Madame l’Ambassadeur, c’est l’occasion de vous rappeler que le 04 février 2014 vous vous êtes rendue à Douala dans la région du Littoral pour  parler de « la gouvernance, des élections, de la corruption, de la démocratie et des fraudes de toutes sortes au Cameroun. Etes-vous qualifiée pour  débattre de tels sujets dans notre pays ? Quand on sait que toute la classe politique  française (toutes formations politiques confondues) est cernée et rongée par les affaires de corruption, de détournements  de deniers publics et de mafia  à grande échelle. Voilà dont  une France où des Membres du gouvernement aux  anciens Présidents de la République sont quotidiennement interpellés devant les tribunaux  pour népotisme, emplois fictifs et qui prétend donner des leçons aux Africains. C’est le monde à l’envers.

Vous savez que sous d’autres cieux, les Chefs de Mission diplomatique, pour des raisons évidentes, se font très discrets dans leurs déplacements avec des véhicules banalisés. Mais au Cameroun comme en territoire conquis, vous vous  baladez  dans  les quartiers populaires  de Douala : New-Bell, Bali, Quartier Congo comme un Sous-préfet qui rend visite à ses Administrés. Retenez que le Cameroun n’est pas une Préfecture  de la France et Douala non plus une Sous-préfecture. Vous vous permettez de pénétrer dans ces quartiers  populaires, à bord de votre  voiture arborant le fanion du drapeau français comme au bon vieux temps de la Coloniale. Arrêtez  d’irriter et de provoquer  le peuple camerounais.

Après votre rencontre avec les « religieux », puis avec les homosexuels, c’est sans doute le tour des motos taximen et dans un proche avenir vous irez à la rencontre  des « prisonniers  franco-camerounais détenus arbitrairement  dans les geôles camerounaises » et dont la France estime être investie d’une mission universelle pour leur libération. Vous êtes à la recherche des foyers de mécontentement  dans  les quartiers populaires  afin d’allumer et d’alimenter  la contestation sociopolitique et de faire appel  à vos « Humanitaires » qui arriveront avec des armes cachées dans des cartons de riz et de blé génétiquement modifié(OGM), secourir «  les populations en danger ». C’est le scénario et le schéma classiques des foyers de tensions que votre pays  a allumés à travers  l’Afrique.

Si votre objectif ultime est de contrôler la transition au Cameroun pour installer au pouvoir un de vos agents, le peuple camerounais a un message pour votre gouvernement : vous échouerez, contrairement aux relatifs succès que vous avez obtenus dans d’autres pays. Le peuple camerounais est averti et éveillé.

§ **EXTRAITS DE DONNÉES**:
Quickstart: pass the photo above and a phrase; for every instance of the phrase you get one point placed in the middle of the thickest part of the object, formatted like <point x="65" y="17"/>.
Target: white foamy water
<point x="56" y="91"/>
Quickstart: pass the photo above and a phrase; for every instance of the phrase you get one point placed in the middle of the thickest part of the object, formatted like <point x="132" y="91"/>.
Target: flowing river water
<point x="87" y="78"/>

§ **CONSIGNES À SUIVRE**:
1. Après le texte adressé à l'ambassadrice et le matériel, recopiez le passage qui commence aux mots « Madame l’Ambassadeur, c’est » et s'arrête après « monde à l’envers. ».
2. Répondez aux questions suivantes sur le texte adressé à l'ambassadrice.
(a) À quelle date l'ambassadrice s'est-elle rendue à Douala ?
(b) Quels quartiers populaires de Douala sont nommés ?
(c) Selon le texte, que cacheraient les « Humanitaires » dans des cartons de riz et de blé ?
3. Prolongez le texte adressé à l'ambassadrice à la suite de sa dernière phrase.

§ **RÉPONSES DÉTAILLÉES**:
1.
Madame l’Ambassadeur, c’est l’occasion de vous rappeler que le 04 février 2014 vous vous êtes rendue à Douala dans la région du Littoral pour  parler de « la gouvernance, des élections, de la corruption, de la démocratie et des fraudes de toutes sortes au Cameroun. Etes-vous qualifiée pour  débattre de tels sujets dans notre pays ? Quand on sait que toute la classe politique  française (toutes formations politiques confondues) est cernée et rongée par les affaires de corruption, de détournements  de deniers publics et de mafia  à grande échelle. Voilà dont  une France où des Membres du gouvernement aux  anciens Présidents de la République sont quotidiennement interpellés devant les tribunaux  pour népotisme, emplois fictifs et qui prétend donner des leçons aux Africains. C’est le monde à l’envers.

2.
(a) Le 04 février 2014.
(b) New-Bell, Bali et Quartier Congo.
(c) Des armes.

3.
Aux organes de presse locaux, nous disons  qu’il est  regrettable  que les Directeurs de ces publications, jusqu’à ces jours refusent de comprendre le jeu macabre que  la France joue dans notre Pays. En effet, comment comprendre que  Mr Alain Njipou du Journal le Messager ait pu titrer  le 05 février 2014 « Cameroun-Coopération : J.M  Nintcheu montre les vrais visages du Cameroun à la France ». Les journaux   camerounais  devraient plutôt se poser la question suivante : d’où la France prend- t- elle  les milliards qu’elle prétend déverser au  Cameroun  alors qu’elle-même se trouve au bord du gouffre économique et financier ? Pendant ce temps, les bouches du métro de Paris  sont envahies par des Sans Domiciles Fixes (SDF) et qui sont  nourris  aux  soupes populaires. Les Camerounais doivent le savoir.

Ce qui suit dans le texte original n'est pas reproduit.